This book also went into the explanation of natural progesterone creams, which aren’t truly natural; a better name is bio-identical. You see, the progesterone in our bodies is produced nowhere else in nature. Dioscorea mexicana is a plant that is part of the yam family native to Mexico. It has a steroid called diosgenin that is taken from the plant and is converted into progesterone by changing the cellular structure.
Naturally Boosting Progesterone
1. Progesterone, like all other steroid hormones, is synthesized from pregnenolone, which in turn is derived from cholesterol (source) so making sure you have adequate consumption of dietary cholesterol is very important.
2. The herb vitex* is also helpful as it works to lower estrogen and raise progesterone simultaneously.
3. Turmeric, found in curry, is known to help increase the body’s progesterone levels. Other herbs such as thyme and oregano are thought to have the same properties. (source)

### Dataset extract
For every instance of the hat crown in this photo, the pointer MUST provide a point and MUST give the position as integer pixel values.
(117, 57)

### Explore the material
1. Decide whether each statement agrees with the progesterone text: (a) Dioscorea mexicana belongs to a yam family native to Mexico. (b) Vitex raises estrogen. (c) Pregnenolone is derived from cholesterol. Answer yes or no for each, quoting the deciding words of the text exactly.
2. Please reproduce the part of the progesterone text that opens with the words "This book also" and closes with "raise progesterone simultaneously.".
The material comes from a separate source.

### Answers to each task
1.
(a) Yes: "Dioscorea mexicana is a plant that is part of the yam family native to Mexico"
(b) No: "works to lower estrogen and raise progesterone simultaneously"
(c) Yes: "pregnenolone, which in turn is derived from cholesterol"

2.
This book also went into the explanation of natural progesterone creams, which aren’t truly natural; a better name is bio-identical. You see, the progesterone in our bodies is produced nowhere else in nature. Dioscorea mexicana is a plant that is part of the yam family native to Mexico. It has a steroid called diosgenin that is taken from the plant and is converted into progesterone by changing the cellular structure.
Naturally Boosting Progesterone
1. Progesterone, like all other steroid hormones, is synthesized from pregnenolone, which in turn is derived from cholesterol (source) so making sure you have adequate consumption of dietary cholesterol is very important.
2. The herb vitex* is also helpful as it works to lower estrogen and raise progesterone simultaneously.